Written exercise -
Copy out the records below verbatim, from the line containing "Spot each gable roof here." through the end of the records, including that line.

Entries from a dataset
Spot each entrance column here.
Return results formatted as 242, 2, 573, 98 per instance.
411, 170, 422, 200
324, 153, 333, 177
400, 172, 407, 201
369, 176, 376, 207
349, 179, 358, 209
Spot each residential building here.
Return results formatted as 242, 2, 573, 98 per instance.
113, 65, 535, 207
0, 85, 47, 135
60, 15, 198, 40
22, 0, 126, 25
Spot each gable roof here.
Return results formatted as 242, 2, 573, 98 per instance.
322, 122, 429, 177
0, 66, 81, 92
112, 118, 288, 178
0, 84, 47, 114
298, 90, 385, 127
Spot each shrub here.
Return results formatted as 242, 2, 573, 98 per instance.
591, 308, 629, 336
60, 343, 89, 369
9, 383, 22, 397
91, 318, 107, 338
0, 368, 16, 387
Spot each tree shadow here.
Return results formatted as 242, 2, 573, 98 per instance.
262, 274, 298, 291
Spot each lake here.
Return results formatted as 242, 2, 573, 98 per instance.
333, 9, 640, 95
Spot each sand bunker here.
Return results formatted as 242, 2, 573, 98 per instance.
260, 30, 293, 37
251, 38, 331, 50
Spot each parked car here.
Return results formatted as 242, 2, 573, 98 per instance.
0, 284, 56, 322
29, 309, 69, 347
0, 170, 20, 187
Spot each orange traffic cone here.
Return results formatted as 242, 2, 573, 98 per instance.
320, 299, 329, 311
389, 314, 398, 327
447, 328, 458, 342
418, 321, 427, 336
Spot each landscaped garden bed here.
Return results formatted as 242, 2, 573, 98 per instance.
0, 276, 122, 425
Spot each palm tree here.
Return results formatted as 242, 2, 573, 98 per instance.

Exercise answer -
Spot each gable roof here.
Return results formatted as 242, 2, 573, 98 per instance.
322, 122, 429, 177
0, 66, 81, 92
112, 118, 288, 178
0, 84, 47, 114
298, 90, 385, 127
Spot each shrub here.
Return results formatted as 242, 2, 573, 98 per instance.
591, 308, 629, 336
60, 343, 89, 369
9, 383, 22, 397
91, 318, 107, 338
0, 368, 16, 387
Spot each tree shadow here.
Return results formatted as 242, 2, 573, 98 per instance.
262, 274, 298, 291
Spot each lake here.
Return results formatted as 242, 2, 573, 98 per instance.
333, 9, 640, 95
Spot each sand bunker here.
Return results formatted as 242, 2, 573, 98 per instance.
260, 30, 293, 37
251, 38, 331, 50
Spot each parked car here.
Return results formatted as 242, 2, 573, 98 per instance.
0, 284, 56, 322
29, 309, 69, 347
0, 170, 20, 187
Spot each orange traffic cone here.
Return results formatted as 242, 2, 573, 98 per instance.
320, 299, 329, 311
389, 314, 398, 327
447, 328, 458, 342
418, 321, 427, 336
Spot each landscaped garden bed here.
Return results formatted as 242, 2, 573, 98 per instance.
0, 276, 122, 425
Spot each palm tree here.
Return results formatted as 242, 2, 573, 98 per instance.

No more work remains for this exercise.